*Exercise aim*:
Exactly reproduce the lines from the one holding "For the benchmark, point to the man in" through the final line of the listing below, with both ends included and nothing else.

Records from a point labeling set:
____

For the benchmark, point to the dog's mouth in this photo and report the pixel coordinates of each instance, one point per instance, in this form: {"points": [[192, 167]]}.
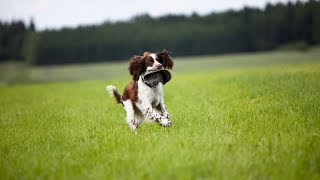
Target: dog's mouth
{"points": [[155, 76]]}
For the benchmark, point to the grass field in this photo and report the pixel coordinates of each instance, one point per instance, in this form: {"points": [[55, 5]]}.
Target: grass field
{"points": [[249, 116]]}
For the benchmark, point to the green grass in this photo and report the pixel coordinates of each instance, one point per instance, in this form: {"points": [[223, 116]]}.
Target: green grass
{"points": [[247, 119]]}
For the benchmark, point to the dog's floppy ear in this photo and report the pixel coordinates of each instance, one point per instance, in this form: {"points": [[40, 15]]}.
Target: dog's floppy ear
{"points": [[136, 67], [165, 59]]}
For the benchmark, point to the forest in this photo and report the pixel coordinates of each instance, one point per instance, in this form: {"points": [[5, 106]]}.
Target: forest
{"points": [[246, 30]]}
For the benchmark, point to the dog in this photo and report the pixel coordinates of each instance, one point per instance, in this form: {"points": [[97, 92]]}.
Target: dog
{"points": [[141, 99]]}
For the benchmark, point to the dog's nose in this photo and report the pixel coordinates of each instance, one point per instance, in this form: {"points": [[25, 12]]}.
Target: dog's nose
{"points": [[159, 66]]}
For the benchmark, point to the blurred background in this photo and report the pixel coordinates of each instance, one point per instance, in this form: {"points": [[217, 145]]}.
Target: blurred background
{"points": [[36, 34]]}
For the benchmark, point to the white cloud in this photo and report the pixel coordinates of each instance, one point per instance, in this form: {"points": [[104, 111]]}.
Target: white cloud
{"points": [[59, 13]]}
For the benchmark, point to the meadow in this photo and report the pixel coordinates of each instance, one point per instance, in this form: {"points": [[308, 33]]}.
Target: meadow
{"points": [[242, 116]]}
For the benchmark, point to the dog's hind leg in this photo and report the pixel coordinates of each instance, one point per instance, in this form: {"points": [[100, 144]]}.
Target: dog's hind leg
{"points": [[130, 119]]}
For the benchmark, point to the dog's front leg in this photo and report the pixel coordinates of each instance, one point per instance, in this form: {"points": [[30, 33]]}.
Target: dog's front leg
{"points": [[163, 110], [151, 114]]}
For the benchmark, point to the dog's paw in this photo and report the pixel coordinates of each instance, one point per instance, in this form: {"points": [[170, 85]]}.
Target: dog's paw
{"points": [[165, 122], [166, 115]]}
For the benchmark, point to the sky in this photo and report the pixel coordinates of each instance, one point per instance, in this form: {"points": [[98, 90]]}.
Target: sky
{"points": [[54, 14]]}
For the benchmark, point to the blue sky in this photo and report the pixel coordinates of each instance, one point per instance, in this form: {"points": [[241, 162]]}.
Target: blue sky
{"points": [[71, 13]]}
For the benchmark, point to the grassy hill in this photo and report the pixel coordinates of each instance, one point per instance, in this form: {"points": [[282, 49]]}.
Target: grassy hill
{"points": [[234, 117]]}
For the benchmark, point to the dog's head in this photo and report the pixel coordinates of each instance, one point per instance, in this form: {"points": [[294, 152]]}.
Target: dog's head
{"points": [[149, 62]]}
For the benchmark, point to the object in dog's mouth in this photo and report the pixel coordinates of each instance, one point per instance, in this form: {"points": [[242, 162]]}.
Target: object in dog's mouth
{"points": [[154, 77]]}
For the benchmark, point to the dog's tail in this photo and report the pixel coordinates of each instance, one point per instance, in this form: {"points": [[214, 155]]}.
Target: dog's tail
{"points": [[112, 90]]}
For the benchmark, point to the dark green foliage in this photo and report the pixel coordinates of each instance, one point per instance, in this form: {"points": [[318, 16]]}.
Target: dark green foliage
{"points": [[247, 30]]}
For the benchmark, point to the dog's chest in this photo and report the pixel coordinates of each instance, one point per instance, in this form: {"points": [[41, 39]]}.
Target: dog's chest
{"points": [[150, 95]]}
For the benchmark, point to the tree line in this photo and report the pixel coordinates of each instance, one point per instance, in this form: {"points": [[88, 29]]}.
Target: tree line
{"points": [[245, 30]]}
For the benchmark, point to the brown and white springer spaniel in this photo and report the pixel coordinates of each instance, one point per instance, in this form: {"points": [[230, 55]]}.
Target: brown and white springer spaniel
{"points": [[139, 98]]}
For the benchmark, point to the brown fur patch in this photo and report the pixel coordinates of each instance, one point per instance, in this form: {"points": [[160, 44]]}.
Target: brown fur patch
{"points": [[131, 92]]}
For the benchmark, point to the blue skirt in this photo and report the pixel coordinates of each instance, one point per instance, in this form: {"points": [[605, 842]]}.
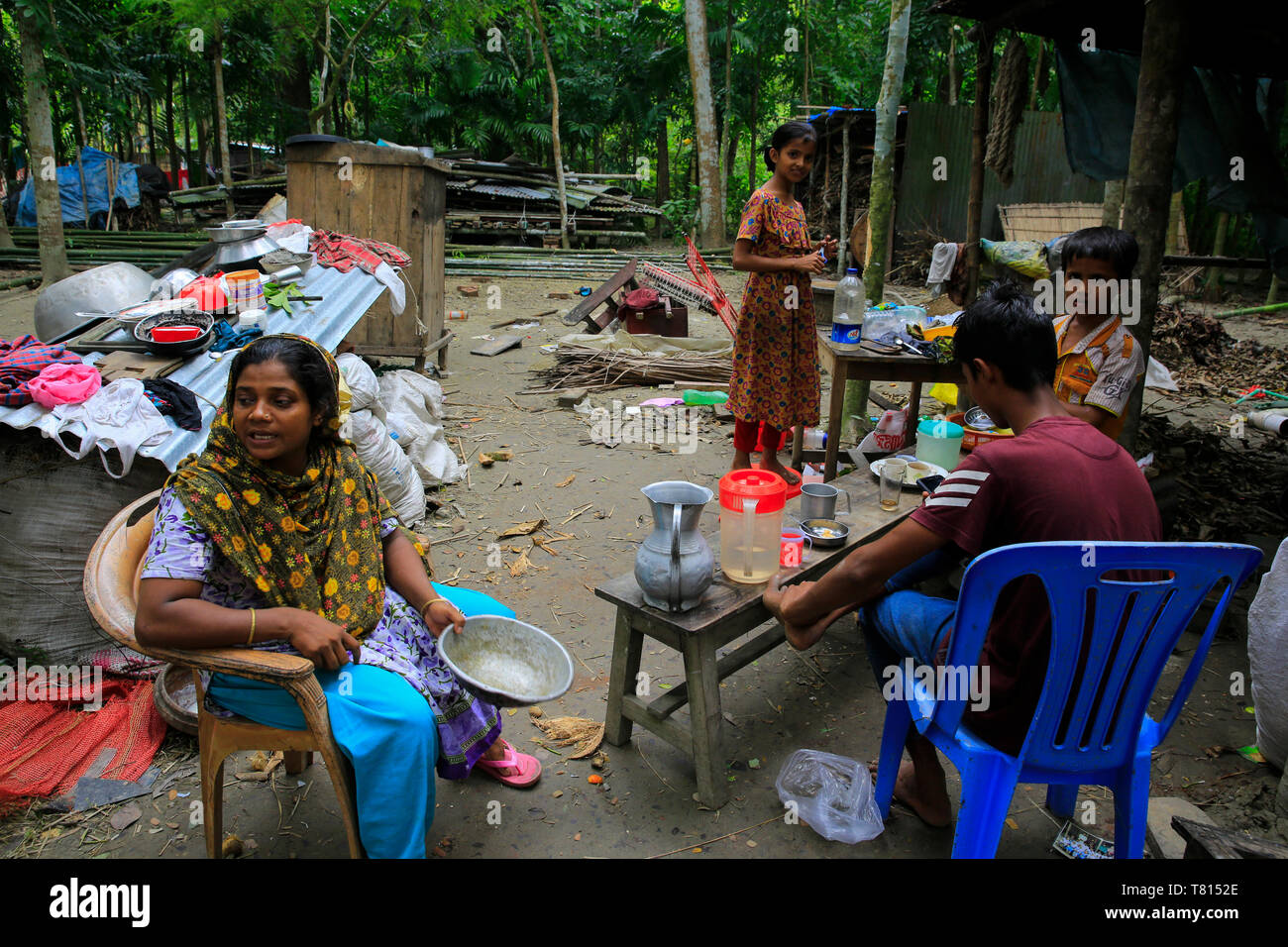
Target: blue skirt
{"points": [[382, 724]]}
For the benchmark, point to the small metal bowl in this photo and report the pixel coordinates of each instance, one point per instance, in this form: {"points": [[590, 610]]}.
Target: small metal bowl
{"points": [[841, 531], [978, 419], [506, 663]]}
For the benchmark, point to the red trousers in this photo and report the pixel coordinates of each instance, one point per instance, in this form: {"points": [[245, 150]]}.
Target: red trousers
{"points": [[746, 433]]}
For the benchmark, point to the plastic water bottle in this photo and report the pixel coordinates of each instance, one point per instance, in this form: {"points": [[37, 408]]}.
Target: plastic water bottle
{"points": [[848, 316]]}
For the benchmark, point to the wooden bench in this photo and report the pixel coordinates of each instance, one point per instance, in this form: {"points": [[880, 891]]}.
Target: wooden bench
{"points": [[728, 611]]}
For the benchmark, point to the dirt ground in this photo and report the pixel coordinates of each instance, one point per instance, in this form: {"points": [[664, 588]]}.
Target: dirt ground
{"points": [[823, 698]]}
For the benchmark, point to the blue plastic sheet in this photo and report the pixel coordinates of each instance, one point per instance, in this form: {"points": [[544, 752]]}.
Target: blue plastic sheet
{"points": [[76, 204]]}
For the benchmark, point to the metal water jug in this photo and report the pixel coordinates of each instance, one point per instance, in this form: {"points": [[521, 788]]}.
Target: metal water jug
{"points": [[674, 565]]}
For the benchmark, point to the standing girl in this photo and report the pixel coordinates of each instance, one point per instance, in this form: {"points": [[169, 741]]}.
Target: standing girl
{"points": [[776, 350]]}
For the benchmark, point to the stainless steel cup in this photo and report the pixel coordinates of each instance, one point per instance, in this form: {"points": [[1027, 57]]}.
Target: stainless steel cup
{"points": [[818, 501]]}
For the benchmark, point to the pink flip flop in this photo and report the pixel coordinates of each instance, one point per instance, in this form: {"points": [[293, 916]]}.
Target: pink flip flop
{"points": [[528, 767]]}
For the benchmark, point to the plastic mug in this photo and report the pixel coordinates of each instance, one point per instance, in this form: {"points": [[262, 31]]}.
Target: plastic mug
{"points": [[793, 551]]}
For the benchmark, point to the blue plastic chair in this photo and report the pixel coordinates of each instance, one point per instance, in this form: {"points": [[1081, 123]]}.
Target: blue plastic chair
{"points": [[1089, 728]]}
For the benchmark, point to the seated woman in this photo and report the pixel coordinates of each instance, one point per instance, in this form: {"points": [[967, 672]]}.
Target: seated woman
{"points": [[277, 538]]}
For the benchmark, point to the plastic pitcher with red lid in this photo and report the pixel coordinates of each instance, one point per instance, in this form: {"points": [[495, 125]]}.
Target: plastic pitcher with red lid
{"points": [[751, 523]]}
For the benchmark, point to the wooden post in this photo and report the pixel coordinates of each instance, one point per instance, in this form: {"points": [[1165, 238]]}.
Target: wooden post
{"points": [[979, 133], [1149, 174], [1212, 281]]}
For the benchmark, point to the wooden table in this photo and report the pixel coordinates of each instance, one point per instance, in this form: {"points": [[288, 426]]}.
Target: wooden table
{"points": [[859, 367], [728, 611]]}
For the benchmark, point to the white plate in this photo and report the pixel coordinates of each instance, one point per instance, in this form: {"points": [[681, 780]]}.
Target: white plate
{"points": [[911, 476]]}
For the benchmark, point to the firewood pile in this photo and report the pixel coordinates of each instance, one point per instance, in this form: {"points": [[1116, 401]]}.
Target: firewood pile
{"points": [[1206, 360], [1215, 487]]}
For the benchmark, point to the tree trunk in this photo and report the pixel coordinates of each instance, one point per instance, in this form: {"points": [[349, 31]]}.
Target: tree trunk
{"points": [[953, 78], [366, 101], [844, 228], [664, 171], [711, 231], [554, 125], [1039, 71], [726, 124], [1173, 224], [187, 128], [979, 133], [40, 153], [881, 195], [5, 125], [754, 145], [170, 147], [1212, 281], [805, 56], [1149, 172], [1111, 211], [222, 118], [197, 175], [153, 132]]}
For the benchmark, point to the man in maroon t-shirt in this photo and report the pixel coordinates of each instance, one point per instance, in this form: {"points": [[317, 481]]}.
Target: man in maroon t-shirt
{"points": [[1057, 479]]}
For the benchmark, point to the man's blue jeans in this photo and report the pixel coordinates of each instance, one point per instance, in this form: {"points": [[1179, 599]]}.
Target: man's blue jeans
{"points": [[909, 624]]}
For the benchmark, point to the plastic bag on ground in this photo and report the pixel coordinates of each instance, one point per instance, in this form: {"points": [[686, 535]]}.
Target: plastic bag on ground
{"points": [[1158, 376], [395, 474], [411, 406], [832, 793]]}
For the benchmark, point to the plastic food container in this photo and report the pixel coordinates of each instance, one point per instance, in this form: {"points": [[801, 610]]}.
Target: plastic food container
{"points": [[175, 333], [751, 523], [939, 442], [973, 437]]}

____

*Solution to this exercise*:
For the benchmark, point to the man in maroon t-shirt in this photo and report the pixel coordinates of each instance, one point per instance, in this form: {"points": [[317, 481]]}.
Target: man in maroon t-shirt
{"points": [[1057, 479]]}
For the benchmark, point to the man's blue jeans in this photo and report the pixel coordinates of each instance, one point per instance, in this form: {"points": [[1179, 599]]}.
Target: man's blue jeans
{"points": [[909, 624]]}
For the benchmark, point to the plastic bag on ground in this photo and report the pixel coordinates of each instance, one point per instance, in this form: {"points": [[686, 535]]}.
Target: plastic bag on ground
{"points": [[1158, 376], [395, 474], [411, 406], [832, 793]]}
For the benchmark, point to the plastic food container in this photo and report the pixel coordinates of each instance, one point per instance, in this form: {"points": [[801, 610]]}.
Target: plastic food container
{"points": [[175, 333], [751, 523], [939, 442], [973, 437]]}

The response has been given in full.